## [Aim]
Locate every line below that contains the string "decal", matching case exactly, and copy each such line in full.

** start of The records **

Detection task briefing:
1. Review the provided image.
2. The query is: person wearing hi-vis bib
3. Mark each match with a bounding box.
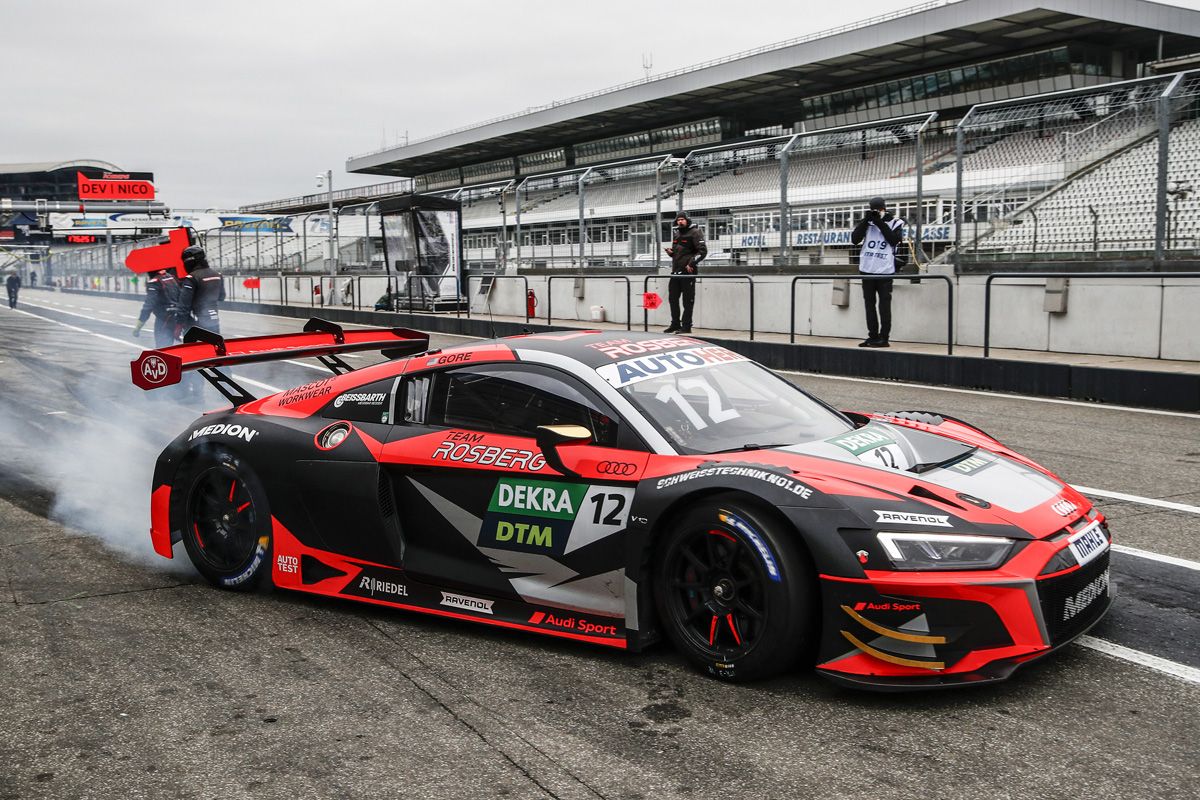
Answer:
[850,197,904,347]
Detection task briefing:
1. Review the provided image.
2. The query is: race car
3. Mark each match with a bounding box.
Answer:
[131,319,1112,690]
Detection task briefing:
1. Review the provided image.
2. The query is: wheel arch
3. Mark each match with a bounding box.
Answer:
[626,481,821,649]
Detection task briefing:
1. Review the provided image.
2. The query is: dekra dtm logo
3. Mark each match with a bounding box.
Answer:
[479,477,588,554]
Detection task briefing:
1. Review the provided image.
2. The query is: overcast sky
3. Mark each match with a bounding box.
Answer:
[7,0,1200,209]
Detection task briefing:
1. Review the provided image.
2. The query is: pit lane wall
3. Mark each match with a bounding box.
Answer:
[51,272,1200,361]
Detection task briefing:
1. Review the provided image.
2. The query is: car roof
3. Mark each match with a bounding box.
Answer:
[472,330,706,369]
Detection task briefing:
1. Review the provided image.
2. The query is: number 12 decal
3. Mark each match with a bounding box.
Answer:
[654,378,742,431]
[590,493,625,525]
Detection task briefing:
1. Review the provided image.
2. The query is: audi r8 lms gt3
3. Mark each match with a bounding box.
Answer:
[132,320,1111,688]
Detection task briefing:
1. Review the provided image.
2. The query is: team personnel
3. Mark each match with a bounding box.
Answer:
[4,270,20,308]
[850,197,904,347]
[133,270,179,349]
[664,211,708,333]
[174,245,224,333]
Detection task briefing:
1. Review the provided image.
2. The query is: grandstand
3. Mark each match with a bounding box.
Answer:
[46,0,1200,280]
[302,0,1200,269]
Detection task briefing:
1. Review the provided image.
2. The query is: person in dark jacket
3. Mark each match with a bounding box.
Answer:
[850,197,904,347]
[4,270,20,308]
[133,270,179,349]
[664,211,708,333]
[174,245,224,333]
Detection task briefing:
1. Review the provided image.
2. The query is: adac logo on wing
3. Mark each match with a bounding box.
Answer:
[479,477,587,555]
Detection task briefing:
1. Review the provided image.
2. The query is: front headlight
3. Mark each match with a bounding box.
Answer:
[878,531,1013,570]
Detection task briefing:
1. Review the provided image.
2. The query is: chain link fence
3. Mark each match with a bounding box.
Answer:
[32,71,1200,287]
[954,76,1177,266]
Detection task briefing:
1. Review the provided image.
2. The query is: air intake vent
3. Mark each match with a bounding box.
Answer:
[300,553,346,587]
[379,469,396,519]
[908,485,966,509]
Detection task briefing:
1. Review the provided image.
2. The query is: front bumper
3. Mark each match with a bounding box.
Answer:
[817,553,1114,691]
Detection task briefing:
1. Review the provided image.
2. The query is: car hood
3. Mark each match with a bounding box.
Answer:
[778,420,1066,534]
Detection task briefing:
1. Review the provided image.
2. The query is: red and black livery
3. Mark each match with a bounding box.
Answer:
[132,320,1111,690]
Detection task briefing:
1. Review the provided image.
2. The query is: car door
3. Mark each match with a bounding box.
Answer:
[382,362,648,616]
[294,377,404,566]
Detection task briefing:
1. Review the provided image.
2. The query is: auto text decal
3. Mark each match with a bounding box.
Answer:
[596,344,746,389]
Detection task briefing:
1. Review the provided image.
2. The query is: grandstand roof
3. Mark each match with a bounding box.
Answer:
[347,0,1200,176]
[0,158,125,175]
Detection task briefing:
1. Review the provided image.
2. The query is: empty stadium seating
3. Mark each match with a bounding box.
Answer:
[968,120,1200,253]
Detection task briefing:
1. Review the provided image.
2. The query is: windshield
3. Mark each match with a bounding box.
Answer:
[609,361,854,453]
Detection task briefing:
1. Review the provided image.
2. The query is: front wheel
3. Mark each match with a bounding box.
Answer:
[655,498,817,681]
[178,450,271,590]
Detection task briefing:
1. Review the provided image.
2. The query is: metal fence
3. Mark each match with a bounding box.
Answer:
[954,73,1200,266]
[32,71,1200,287]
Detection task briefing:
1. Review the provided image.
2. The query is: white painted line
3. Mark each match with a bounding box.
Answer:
[774,369,1200,420]
[1070,486,1200,513]
[25,302,142,331]
[13,306,142,350]
[1075,636,1200,684]
[1112,545,1200,572]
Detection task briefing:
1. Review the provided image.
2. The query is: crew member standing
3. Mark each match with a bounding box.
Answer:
[850,197,904,347]
[4,270,20,308]
[664,211,708,333]
[133,270,179,349]
[174,245,224,333]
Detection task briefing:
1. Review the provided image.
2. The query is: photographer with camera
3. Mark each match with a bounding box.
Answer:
[850,197,904,347]
[664,211,708,333]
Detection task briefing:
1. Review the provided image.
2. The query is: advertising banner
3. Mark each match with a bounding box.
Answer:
[76,173,154,200]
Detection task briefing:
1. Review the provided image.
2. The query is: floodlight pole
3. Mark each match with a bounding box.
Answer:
[325,169,337,277]
[516,178,532,272]
[779,133,804,265]
[578,167,592,271]
[1154,72,1183,270]
[913,112,937,254]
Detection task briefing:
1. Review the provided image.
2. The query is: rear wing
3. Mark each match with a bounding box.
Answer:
[130,318,430,405]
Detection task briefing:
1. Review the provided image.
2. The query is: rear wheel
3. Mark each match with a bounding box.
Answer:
[180,450,271,590]
[655,498,817,681]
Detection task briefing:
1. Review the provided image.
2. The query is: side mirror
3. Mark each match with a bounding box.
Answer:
[536,425,592,477]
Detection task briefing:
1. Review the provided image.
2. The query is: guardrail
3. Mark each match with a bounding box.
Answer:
[983,272,1200,359]
[787,272,954,355]
[642,275,754,342]
[547,275,633,338]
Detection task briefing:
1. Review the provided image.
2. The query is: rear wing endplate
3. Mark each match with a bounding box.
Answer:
[130,318,430,405]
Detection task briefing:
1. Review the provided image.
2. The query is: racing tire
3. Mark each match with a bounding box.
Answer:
[654,497,818,681]
[176,449,272,591]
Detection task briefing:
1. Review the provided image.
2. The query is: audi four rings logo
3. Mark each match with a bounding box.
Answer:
[596,461,637,475]
[1050,500,1079,517]
[142,355,167,384]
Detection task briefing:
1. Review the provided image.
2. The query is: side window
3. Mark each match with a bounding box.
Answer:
[406,365,636,447]
[320,378,400,425]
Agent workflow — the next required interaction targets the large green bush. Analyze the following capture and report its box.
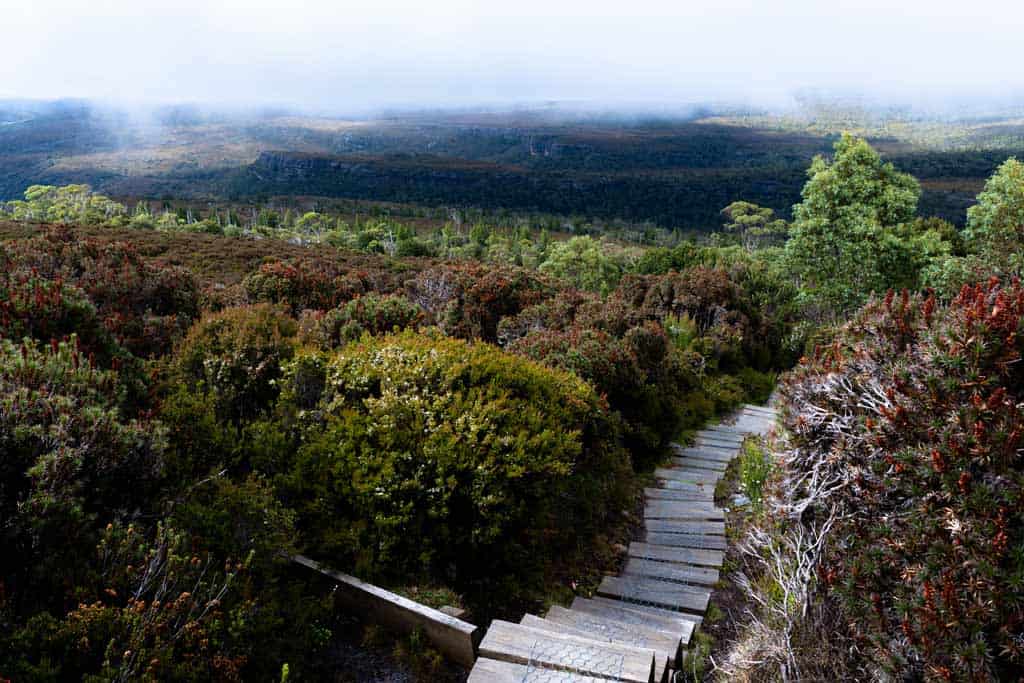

** end of The records **

## [Expected output]
2. The query is: number 12 decal
2. The query is: auto text decal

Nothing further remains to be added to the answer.